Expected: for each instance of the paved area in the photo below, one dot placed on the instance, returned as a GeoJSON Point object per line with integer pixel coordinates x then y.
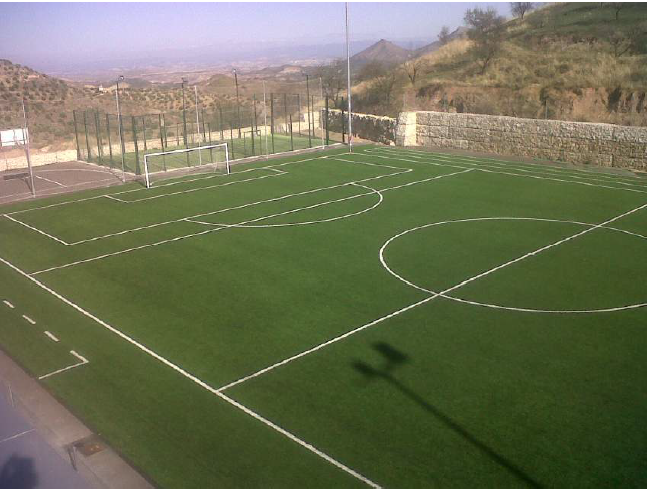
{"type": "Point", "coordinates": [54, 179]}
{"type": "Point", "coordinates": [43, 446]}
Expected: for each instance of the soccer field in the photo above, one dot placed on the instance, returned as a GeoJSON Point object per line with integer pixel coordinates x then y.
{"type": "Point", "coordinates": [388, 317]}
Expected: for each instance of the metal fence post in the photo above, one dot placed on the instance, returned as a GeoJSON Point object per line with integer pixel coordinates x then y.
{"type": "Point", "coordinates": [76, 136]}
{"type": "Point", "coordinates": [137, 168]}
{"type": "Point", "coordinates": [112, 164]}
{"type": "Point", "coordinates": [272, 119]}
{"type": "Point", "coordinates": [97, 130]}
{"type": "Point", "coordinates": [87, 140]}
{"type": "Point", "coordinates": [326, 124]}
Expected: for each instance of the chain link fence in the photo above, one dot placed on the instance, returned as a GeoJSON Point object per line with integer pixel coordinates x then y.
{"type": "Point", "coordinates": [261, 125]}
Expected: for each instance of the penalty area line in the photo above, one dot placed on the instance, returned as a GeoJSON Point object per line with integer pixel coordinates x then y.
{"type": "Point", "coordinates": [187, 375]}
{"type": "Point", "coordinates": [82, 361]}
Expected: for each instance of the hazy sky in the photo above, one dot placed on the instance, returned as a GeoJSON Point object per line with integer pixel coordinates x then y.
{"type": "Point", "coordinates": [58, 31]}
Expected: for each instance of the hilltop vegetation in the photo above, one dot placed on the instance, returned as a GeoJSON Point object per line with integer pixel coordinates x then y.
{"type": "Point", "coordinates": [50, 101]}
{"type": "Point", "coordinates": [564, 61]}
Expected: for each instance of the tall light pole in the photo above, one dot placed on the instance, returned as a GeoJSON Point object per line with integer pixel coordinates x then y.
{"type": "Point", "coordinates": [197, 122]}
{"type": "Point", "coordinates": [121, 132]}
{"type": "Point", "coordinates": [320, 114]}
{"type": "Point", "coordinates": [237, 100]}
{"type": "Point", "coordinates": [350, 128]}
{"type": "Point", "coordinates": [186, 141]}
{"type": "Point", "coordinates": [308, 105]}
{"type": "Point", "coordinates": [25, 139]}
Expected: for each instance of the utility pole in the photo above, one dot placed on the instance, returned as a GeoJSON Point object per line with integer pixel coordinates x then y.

--

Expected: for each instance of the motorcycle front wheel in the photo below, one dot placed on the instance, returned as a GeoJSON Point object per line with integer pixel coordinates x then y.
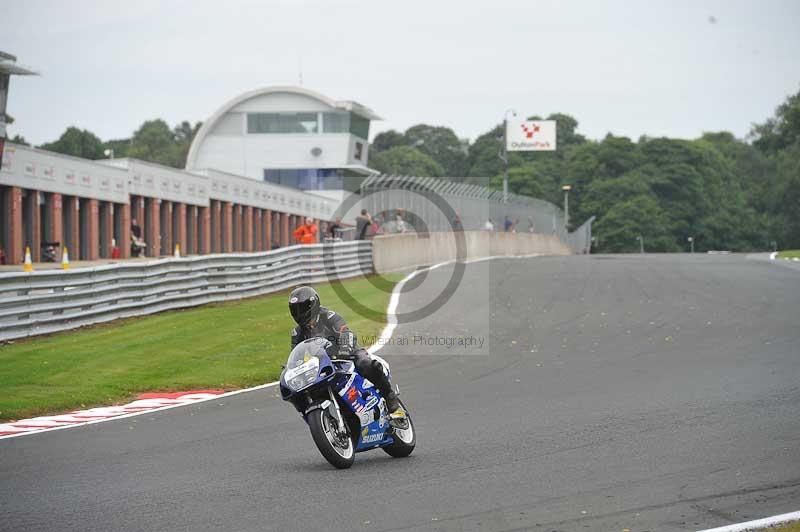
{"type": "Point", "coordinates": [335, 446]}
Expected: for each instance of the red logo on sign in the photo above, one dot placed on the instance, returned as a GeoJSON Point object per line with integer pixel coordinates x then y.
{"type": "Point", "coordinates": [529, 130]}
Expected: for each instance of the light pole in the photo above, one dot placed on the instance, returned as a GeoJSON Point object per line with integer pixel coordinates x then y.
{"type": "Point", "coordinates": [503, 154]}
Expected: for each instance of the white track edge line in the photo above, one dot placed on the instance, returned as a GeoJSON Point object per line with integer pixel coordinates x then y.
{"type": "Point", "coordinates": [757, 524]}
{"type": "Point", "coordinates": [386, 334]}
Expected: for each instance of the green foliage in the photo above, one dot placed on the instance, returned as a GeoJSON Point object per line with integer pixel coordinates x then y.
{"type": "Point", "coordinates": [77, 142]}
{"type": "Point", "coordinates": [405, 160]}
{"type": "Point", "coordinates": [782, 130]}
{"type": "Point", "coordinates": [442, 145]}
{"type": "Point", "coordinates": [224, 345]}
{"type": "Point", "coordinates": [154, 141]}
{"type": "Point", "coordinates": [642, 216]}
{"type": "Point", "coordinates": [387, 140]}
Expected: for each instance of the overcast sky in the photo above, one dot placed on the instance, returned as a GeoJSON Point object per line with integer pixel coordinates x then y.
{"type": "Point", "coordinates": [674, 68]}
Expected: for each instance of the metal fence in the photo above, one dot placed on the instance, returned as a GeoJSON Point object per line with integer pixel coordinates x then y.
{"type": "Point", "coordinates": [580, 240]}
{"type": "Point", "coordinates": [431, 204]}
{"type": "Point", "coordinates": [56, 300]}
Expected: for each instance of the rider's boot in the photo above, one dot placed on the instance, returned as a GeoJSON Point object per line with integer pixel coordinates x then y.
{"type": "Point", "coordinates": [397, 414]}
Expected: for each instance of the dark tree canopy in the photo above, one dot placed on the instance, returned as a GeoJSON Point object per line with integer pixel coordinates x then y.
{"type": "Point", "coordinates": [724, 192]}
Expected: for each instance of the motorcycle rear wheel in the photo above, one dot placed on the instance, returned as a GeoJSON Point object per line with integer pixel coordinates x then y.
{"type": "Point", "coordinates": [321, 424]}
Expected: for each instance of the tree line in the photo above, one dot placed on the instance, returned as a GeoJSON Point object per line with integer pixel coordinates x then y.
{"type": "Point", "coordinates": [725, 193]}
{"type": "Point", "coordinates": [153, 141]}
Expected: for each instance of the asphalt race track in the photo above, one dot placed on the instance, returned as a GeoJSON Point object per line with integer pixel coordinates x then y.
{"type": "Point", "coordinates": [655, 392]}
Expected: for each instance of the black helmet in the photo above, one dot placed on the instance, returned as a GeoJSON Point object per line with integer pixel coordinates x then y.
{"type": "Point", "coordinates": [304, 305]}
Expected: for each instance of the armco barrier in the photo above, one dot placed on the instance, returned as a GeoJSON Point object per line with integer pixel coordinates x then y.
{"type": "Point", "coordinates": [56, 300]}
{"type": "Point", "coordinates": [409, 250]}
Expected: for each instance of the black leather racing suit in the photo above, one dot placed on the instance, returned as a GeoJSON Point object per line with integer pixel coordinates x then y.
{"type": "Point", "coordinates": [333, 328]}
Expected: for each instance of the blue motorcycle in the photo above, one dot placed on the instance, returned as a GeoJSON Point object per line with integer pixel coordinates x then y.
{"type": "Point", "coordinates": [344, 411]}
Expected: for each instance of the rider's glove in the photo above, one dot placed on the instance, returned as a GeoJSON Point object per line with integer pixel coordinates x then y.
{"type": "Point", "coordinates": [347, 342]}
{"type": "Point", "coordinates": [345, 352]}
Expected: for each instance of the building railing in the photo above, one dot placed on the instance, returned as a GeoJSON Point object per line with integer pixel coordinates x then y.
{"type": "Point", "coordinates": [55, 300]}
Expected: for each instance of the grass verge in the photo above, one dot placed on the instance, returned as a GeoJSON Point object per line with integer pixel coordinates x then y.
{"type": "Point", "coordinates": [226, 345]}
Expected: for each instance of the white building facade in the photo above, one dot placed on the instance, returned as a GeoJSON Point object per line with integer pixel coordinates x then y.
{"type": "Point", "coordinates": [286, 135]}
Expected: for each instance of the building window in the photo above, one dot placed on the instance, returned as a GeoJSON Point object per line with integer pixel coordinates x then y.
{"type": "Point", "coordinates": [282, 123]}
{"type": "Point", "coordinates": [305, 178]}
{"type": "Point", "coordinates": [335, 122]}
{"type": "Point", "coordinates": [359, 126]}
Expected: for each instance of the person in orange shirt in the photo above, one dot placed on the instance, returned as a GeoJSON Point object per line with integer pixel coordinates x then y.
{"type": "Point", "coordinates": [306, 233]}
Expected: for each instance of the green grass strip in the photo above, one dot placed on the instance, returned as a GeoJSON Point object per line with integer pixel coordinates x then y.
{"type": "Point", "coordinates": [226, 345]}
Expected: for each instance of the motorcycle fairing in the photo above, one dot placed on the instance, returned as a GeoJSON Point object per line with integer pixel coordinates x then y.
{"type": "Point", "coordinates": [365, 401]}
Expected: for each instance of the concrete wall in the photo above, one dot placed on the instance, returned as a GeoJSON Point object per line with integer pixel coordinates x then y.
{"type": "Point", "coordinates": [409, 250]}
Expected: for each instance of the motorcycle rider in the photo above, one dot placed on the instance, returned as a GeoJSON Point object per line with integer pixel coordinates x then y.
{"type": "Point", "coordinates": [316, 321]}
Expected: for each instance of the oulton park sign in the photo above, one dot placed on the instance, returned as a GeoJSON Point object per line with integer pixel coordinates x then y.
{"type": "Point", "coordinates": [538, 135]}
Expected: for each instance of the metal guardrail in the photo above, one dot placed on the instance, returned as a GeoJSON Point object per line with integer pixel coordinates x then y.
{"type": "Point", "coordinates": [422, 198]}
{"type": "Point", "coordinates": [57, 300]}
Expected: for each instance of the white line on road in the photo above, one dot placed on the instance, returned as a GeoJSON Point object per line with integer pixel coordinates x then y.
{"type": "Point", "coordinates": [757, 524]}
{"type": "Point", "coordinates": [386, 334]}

**What to produce**:
Please state only the number of lines in the records above that contain the string "light", with case counting toward a match.

**Task result**:
2